[BEGIN DATA FOR THIS TASK]

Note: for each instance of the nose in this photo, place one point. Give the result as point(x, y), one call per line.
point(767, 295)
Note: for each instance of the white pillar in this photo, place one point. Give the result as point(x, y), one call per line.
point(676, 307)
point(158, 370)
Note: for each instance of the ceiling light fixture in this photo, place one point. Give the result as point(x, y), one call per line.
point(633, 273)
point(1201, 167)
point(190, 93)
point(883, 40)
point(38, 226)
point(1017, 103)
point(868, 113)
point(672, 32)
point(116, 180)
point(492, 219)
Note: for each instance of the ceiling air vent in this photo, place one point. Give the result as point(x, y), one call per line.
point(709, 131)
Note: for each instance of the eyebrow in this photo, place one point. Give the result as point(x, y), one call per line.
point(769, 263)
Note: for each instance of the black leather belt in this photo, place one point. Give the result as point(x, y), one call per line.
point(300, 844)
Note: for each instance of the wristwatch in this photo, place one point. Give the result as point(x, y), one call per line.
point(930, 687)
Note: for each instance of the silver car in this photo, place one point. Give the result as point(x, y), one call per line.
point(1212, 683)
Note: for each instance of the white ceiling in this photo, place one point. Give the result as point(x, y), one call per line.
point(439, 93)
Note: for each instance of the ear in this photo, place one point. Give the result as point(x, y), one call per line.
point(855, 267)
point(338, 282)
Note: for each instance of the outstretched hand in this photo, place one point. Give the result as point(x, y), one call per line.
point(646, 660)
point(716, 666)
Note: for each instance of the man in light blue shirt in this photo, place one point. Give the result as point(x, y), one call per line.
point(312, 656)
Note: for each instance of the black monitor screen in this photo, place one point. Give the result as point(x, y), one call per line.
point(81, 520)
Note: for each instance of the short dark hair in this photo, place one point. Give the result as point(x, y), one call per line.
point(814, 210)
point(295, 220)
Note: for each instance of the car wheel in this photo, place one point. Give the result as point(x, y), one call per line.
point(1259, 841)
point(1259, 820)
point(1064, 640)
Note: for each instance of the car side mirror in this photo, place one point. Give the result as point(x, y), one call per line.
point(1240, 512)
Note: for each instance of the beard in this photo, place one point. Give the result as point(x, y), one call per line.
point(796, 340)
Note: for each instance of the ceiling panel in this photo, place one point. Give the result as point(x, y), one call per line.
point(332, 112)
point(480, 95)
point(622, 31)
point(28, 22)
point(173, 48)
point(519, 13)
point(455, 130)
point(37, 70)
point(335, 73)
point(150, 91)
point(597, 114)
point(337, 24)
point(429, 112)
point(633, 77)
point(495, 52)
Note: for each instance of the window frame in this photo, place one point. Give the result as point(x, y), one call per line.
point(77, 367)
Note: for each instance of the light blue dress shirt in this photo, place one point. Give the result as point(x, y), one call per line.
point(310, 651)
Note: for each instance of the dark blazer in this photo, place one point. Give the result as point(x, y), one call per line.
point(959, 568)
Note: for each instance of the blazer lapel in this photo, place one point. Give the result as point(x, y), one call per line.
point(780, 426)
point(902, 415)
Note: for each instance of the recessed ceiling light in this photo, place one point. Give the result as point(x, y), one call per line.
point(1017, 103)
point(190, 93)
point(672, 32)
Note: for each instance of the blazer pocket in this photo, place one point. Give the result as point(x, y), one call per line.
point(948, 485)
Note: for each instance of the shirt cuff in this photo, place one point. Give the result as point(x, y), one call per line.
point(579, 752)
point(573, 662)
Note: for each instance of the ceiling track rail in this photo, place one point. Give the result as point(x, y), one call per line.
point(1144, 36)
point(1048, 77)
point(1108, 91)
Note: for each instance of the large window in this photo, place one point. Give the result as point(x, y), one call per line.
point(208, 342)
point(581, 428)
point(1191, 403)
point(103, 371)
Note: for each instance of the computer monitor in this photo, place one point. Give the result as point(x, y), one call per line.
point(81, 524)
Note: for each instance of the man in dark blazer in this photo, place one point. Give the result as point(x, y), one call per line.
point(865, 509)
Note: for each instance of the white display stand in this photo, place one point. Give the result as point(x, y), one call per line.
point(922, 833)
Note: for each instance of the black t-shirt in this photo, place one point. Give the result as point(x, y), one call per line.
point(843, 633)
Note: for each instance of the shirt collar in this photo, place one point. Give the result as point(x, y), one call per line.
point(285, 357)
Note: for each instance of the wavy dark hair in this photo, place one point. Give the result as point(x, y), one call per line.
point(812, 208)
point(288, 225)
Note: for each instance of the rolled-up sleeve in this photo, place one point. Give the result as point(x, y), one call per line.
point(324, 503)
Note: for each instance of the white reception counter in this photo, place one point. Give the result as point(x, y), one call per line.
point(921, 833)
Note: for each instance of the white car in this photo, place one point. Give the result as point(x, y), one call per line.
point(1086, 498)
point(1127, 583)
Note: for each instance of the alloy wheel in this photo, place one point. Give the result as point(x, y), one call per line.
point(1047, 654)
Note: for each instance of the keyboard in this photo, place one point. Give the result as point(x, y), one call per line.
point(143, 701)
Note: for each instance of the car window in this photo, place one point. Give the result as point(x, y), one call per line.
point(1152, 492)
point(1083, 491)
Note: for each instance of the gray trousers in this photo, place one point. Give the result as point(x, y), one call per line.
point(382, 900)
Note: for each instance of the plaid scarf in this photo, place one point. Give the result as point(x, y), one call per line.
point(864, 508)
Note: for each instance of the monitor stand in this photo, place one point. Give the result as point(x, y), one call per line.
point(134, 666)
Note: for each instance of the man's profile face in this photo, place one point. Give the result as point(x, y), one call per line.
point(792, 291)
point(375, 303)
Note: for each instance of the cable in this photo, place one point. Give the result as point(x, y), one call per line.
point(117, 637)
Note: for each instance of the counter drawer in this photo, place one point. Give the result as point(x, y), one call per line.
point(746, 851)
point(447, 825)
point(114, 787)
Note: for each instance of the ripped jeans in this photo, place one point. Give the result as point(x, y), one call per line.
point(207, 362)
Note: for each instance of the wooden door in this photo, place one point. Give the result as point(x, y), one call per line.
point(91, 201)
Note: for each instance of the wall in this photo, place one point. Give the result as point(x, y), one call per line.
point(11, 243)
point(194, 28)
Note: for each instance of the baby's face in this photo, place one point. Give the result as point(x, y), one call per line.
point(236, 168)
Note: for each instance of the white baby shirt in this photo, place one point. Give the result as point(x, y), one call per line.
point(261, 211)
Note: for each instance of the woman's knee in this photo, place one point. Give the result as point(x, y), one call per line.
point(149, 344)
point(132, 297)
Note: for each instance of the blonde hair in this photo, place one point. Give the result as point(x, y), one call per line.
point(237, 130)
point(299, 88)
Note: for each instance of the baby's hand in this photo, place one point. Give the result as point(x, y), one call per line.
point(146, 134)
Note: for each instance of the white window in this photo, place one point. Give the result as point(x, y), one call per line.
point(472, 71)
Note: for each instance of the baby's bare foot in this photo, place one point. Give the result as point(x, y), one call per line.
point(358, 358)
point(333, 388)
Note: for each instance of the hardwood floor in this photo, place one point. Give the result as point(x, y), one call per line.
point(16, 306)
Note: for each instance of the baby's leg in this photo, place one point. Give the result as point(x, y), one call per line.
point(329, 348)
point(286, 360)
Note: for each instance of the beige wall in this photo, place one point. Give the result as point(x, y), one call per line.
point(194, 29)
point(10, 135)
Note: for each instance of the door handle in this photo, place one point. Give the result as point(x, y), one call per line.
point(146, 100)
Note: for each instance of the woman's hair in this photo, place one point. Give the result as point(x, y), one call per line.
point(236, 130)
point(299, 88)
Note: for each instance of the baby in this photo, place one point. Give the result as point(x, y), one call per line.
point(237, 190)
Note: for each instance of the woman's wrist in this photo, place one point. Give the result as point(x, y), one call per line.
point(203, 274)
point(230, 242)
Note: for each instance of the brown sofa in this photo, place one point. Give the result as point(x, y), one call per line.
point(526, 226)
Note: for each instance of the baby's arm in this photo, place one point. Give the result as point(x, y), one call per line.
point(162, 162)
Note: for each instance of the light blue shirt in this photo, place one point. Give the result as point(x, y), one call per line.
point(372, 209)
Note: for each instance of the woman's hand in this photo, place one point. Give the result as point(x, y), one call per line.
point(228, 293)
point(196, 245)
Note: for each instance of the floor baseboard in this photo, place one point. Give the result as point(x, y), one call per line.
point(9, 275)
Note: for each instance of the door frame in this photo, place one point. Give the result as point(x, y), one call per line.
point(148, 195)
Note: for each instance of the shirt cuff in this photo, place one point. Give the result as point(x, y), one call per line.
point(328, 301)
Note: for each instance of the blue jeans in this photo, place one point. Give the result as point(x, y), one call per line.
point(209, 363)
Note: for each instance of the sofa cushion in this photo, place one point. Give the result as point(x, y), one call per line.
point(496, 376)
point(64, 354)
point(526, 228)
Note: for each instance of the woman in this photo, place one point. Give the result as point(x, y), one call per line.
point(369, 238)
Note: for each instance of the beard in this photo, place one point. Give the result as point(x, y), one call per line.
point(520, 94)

[END DATA FOR THIS TASK]

# [WORK TO COMPLETE]
Copy out every line from the one containing "Note: for each instance of the blue" to the end of the material, both ends included.

# [WRITTEN RESPONSE]
Note: for each instance of the blue jeans in this photo, place one point. Give the result as point(x, y), one call per line.
point(209, 363)
Note: for each instance of the sofa cushion in this photo, place one point. Give the result as point(x, y), one call per line.
point(496, 376)
point(64, 354)
point(526, 228)
Note: for each instance of the woman in this photo, place one point. Give the result as point(x, y), one call per line.
point(369, 238)
Note: for each instance of the beard in this photo, place one point. Give the result as point(x, y), one call per line.
point(520, 94)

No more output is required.